:: Problem details ::
Copy out all the data below again, requests and all, but multiply every coordinate in the answers by 0.7 and round each result to a whole number, rounding halves up.

:: Dataset entries ::

= = = =

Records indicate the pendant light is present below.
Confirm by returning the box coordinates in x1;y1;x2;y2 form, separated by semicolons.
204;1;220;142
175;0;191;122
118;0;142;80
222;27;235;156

= = = =

:: Correct answer ::
Records indicate the pendant light is present below.
Confirm by returning the box coordinates in x1;y1;x2;y2 form, separated by semicolons.
143;1;154;99
123;0;134;85
83;0;99;56
155;19;165;109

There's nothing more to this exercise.